* _Job_
Answer these questions using the forum thread about Sabonis below.
(a) Which player does ginzo say must have had at least 30 better dunks in games?
(b) In his second post, at what age does AiQ say Sabonis played as a starter for Zalgiris?
(c) What game did BucketDawg recently see footage of?

* _Document text_
....

# Speaking of Sabonis...



## alexander (May 6, 2005)

here is a dunk on him by Danilovic

http://www.youtube.com/watch?v=_AtSs_6tvn4

...craziest european dunk ever


----------



## ginzo (Apr 3, 2004)

No way is that the craziest European dunk ever. Marko Millic must have had at least 30 in games that were better than that one.


----------



## Krstic All-Star (Mar 9, 2005)

Arvydas didn't even try to stop that one - no big deal. If he'd have tried to block it, then it would have been impressive.


----------



## Lynx (Mar 6, 2004)

Poor guy gets owned every where.


----------



## Nuzzo (Jul 11, 2005)

Lol at the music. Thats from Underground right


----------



## AiQ (Nov 13, 2006)

He got owned there, yeah, but it's no way the best european dunk ever. And sabas didn't even try to stop it, if he did, that would be impressive, cuz if he did, danilovic wouldn't have dunked.

Watch this one. The defender hits the floor damn hard. That's what i call ownage.

http://youtube.com/watch?v=zzPHAwCQBl8

Oh, and btw, what was the point of this post? Does this dunk mean that sabas is a bad player? or wha?


----------



## BucketDawg (Jun 30, 2006)

Hey everyone, I asked this question on another forum but haven't received any replies, so I thought I would bring it up here. How good does everyone think Sabonis would have been had he not had the lower leg problems early in his career, and had he come to the NBA sooner? 

I recently saw footage of the 1986 FIBA World Basketball Championship gold medal game between USA and Soviet Union and was amazed at how quick, agile, and powerful Sabonis played in his youth. They said that at that age he was a better player than guys like Ewing, and definitely Robinson (since he owned him in the footage I saw, although the US was able to find a way to win). But anyway I was wondering what others thought of this subject and where Sabonis' place in history would have been without the injuries, and if anyone saw him play in his youth let us know.


----------



## AiQ (Nov 13, 2006)

If only he wouldn't have sustained those injuries. I'm sure his name would be in the same line with Wilt, ShaQ etc. 
I saw a few games and some highlights of sabas playing in his youth, quickness, power, strength, stamina, passing, scoring, dunking, rebounding, blocking shots, draining treys, everything u can imagine in a great center and even more.

He played as a starter in zalgiris, when he was 17, i mean c'mon, 17! Games vs CSKA were amazing and his opponent was Tkacenka, another ~220 cm giant, but older, with more experience etc. Sabas owned him tho.

I'm certain that most of u just can't believe what i'm saying, that some guy could've been one of the best players in the history of basketball and he's not american.

Just some facts.

At his youth he owned Admiral badly, like BD said,.
At 39 He dominated EVERYONE in europe, finishing with getting MVP.

I guess he could've been more succesfull in the NBA none the less, but he had to face ShaQ, who was in his prime, anyway, if u're a blazer fan, u must know what i'm talking about, he was truly an amazing center.

If only....


----------



## BucketDawg (Jun 30, 2006)

....

* _Recorded data_
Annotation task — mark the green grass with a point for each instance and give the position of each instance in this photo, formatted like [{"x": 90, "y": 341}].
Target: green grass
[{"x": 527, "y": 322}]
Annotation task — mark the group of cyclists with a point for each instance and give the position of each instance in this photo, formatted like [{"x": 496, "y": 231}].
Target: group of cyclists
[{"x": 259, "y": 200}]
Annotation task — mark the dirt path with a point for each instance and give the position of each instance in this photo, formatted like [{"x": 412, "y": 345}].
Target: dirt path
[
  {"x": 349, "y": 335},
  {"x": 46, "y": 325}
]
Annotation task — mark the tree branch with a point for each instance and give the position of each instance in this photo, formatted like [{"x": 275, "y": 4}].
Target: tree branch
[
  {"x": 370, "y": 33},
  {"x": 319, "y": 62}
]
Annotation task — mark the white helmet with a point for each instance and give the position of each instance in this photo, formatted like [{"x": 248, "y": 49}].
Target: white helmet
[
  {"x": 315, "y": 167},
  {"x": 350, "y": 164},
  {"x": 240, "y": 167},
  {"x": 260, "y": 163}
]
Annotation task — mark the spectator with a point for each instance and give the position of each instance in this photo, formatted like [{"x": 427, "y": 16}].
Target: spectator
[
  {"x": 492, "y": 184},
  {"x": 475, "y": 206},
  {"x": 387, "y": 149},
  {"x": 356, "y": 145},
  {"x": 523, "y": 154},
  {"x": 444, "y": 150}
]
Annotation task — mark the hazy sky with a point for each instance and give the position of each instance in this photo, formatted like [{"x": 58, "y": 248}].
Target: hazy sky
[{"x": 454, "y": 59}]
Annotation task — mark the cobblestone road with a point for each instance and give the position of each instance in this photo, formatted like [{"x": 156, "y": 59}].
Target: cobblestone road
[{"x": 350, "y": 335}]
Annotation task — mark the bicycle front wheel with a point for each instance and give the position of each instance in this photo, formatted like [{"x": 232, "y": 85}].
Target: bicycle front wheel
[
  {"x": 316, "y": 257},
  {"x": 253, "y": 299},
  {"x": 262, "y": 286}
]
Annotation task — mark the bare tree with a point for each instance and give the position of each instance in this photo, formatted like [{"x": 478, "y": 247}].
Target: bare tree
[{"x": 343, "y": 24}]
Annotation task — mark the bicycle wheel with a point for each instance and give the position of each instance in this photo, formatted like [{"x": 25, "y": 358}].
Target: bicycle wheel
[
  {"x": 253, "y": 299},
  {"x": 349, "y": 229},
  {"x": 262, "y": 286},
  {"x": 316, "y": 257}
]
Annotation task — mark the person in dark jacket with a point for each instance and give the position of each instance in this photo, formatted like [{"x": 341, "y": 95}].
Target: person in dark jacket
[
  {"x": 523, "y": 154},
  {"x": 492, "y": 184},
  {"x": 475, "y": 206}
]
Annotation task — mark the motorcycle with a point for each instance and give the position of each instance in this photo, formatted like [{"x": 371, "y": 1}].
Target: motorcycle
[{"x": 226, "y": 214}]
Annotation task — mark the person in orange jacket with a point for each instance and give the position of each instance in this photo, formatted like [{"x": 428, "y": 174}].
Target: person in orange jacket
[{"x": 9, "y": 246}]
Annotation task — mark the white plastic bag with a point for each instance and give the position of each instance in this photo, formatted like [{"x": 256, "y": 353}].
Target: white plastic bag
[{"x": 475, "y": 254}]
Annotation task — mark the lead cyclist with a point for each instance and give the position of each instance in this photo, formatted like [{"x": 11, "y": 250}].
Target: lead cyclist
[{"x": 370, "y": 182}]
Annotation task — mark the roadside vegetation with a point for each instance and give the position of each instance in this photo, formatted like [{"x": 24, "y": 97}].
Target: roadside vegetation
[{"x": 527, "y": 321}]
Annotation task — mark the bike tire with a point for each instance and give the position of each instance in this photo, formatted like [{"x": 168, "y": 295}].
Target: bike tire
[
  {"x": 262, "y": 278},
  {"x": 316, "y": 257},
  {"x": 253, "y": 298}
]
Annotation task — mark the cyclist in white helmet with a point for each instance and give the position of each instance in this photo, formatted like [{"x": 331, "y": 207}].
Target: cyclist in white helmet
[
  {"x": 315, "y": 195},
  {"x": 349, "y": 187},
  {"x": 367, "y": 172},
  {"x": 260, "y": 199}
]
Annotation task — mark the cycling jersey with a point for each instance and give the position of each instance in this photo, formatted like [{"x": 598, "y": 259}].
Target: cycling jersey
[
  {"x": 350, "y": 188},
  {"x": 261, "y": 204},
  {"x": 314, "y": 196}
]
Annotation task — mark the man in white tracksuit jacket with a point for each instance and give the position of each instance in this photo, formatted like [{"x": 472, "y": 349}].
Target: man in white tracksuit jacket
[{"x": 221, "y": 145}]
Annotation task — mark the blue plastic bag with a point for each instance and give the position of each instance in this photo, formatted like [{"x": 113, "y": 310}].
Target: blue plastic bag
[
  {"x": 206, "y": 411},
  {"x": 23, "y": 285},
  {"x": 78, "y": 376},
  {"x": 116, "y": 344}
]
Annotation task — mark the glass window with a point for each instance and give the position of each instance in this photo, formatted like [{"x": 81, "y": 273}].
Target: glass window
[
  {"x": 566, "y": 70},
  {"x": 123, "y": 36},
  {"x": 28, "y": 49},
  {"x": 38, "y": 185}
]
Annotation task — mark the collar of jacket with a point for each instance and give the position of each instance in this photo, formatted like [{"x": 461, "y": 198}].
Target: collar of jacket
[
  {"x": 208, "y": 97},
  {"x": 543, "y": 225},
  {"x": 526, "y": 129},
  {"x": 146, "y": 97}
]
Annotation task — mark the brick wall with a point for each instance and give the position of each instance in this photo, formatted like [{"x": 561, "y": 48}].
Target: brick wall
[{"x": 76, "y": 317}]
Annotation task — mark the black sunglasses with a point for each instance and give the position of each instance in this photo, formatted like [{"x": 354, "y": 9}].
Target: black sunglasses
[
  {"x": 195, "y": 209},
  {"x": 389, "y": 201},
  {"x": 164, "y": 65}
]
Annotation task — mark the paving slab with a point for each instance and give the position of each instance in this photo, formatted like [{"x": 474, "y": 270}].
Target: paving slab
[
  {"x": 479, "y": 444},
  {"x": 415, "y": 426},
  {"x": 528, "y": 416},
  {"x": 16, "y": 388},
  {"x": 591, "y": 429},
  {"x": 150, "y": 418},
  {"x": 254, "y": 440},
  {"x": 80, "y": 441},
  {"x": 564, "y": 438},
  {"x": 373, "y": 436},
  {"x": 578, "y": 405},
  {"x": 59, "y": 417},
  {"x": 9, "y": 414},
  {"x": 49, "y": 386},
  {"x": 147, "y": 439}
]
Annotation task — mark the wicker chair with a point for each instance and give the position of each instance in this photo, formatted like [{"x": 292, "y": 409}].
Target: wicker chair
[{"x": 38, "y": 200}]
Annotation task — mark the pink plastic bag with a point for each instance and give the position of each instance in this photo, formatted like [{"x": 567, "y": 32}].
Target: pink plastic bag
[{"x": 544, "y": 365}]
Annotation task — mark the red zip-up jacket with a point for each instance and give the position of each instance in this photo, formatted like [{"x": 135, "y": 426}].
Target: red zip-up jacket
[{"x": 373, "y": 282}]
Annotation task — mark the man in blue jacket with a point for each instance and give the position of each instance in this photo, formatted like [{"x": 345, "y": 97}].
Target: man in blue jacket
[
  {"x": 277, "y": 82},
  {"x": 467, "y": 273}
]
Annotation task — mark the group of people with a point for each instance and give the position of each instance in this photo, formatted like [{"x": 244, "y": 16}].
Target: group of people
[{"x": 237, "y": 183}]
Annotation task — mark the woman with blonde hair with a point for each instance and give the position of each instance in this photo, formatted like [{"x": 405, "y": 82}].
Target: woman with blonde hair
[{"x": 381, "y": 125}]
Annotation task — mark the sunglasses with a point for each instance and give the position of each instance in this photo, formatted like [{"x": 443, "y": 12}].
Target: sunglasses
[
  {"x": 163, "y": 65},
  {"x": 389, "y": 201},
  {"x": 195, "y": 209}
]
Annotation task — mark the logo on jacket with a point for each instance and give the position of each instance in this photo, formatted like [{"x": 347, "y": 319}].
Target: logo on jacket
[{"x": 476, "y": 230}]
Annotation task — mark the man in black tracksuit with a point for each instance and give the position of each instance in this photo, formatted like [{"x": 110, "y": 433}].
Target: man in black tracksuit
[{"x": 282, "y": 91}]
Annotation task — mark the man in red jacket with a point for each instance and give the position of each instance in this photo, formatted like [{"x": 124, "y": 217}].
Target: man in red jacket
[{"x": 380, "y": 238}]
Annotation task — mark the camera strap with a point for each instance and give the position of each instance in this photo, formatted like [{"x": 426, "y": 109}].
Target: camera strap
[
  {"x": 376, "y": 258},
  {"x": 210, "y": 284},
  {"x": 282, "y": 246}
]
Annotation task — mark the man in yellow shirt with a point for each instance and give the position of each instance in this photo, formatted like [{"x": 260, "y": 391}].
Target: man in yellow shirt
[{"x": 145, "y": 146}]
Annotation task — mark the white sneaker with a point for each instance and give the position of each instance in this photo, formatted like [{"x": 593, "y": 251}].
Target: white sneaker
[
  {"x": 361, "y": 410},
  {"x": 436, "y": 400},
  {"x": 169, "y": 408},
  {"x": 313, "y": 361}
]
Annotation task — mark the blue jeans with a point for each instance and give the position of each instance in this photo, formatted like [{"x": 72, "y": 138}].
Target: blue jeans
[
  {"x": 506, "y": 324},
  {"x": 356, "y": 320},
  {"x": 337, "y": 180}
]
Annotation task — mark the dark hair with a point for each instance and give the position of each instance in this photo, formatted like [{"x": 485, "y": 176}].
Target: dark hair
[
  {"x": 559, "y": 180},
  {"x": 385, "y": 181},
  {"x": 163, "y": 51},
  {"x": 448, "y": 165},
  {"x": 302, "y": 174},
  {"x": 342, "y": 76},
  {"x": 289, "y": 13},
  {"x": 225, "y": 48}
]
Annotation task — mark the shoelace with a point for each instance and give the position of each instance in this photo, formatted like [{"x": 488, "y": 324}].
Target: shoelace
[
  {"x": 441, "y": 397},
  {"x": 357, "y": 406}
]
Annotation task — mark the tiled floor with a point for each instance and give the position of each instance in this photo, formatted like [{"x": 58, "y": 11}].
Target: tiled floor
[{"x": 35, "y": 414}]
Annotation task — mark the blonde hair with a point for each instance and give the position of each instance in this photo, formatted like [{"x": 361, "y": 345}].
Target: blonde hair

....

* _Exercise solution_
(a) Marko Millic
(b) 17
(c) The gold medal game between the USA and the Soviet Union at the 1986 FIBA World Basketball Championship